# Work item:
Going through the data below, find how many lines include the word "teal", and reply with that number alone.

[Extracted records]

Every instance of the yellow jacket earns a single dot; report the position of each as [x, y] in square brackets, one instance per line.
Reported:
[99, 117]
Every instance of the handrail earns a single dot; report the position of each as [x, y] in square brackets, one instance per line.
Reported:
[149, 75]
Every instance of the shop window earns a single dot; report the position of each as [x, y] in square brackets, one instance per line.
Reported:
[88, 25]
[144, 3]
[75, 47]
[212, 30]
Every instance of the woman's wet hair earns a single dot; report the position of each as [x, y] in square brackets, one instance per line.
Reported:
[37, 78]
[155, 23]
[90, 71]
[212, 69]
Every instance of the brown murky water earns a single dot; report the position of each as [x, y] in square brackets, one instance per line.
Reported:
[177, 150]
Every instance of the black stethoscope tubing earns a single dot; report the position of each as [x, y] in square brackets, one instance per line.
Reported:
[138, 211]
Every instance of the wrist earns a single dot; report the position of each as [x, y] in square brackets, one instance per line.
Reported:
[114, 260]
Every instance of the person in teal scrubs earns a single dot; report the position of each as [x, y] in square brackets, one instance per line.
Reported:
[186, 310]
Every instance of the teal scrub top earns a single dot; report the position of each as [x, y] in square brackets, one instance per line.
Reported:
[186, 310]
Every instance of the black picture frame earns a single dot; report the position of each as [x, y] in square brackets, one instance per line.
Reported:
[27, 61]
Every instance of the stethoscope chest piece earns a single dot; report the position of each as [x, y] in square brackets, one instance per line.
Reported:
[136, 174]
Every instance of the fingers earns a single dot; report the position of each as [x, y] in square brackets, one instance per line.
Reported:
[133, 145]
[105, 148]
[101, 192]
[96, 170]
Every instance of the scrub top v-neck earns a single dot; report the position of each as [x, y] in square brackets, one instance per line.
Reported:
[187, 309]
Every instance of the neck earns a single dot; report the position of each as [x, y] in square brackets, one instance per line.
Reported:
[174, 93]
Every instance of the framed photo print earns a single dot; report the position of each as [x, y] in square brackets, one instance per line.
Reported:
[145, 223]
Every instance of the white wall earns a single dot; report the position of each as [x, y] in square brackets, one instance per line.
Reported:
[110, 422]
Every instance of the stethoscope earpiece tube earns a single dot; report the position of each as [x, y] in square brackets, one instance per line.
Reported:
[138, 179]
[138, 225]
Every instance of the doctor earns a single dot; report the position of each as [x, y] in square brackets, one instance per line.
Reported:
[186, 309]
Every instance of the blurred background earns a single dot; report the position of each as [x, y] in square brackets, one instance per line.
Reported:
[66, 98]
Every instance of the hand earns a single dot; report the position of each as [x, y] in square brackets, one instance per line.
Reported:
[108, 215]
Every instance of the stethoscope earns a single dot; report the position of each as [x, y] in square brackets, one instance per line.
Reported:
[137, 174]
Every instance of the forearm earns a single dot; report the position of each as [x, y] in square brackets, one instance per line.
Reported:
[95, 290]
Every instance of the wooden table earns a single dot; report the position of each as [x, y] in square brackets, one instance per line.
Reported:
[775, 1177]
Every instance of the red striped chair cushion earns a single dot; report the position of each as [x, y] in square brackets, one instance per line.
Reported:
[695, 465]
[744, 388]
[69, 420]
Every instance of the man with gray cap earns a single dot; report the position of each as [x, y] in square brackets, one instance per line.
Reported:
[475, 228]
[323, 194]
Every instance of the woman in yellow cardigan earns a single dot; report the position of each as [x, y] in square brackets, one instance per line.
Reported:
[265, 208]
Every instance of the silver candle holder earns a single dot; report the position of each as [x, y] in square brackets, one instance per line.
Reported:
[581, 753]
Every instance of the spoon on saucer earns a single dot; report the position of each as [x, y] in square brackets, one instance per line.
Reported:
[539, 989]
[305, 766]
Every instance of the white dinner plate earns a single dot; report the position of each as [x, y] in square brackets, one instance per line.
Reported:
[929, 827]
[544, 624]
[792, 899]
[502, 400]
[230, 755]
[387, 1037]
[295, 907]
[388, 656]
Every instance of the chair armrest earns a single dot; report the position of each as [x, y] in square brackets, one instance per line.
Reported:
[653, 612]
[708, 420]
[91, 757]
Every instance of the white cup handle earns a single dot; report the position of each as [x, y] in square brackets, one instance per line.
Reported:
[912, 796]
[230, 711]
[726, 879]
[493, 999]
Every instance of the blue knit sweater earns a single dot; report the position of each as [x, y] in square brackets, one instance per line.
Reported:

# Solution to this exercise:
2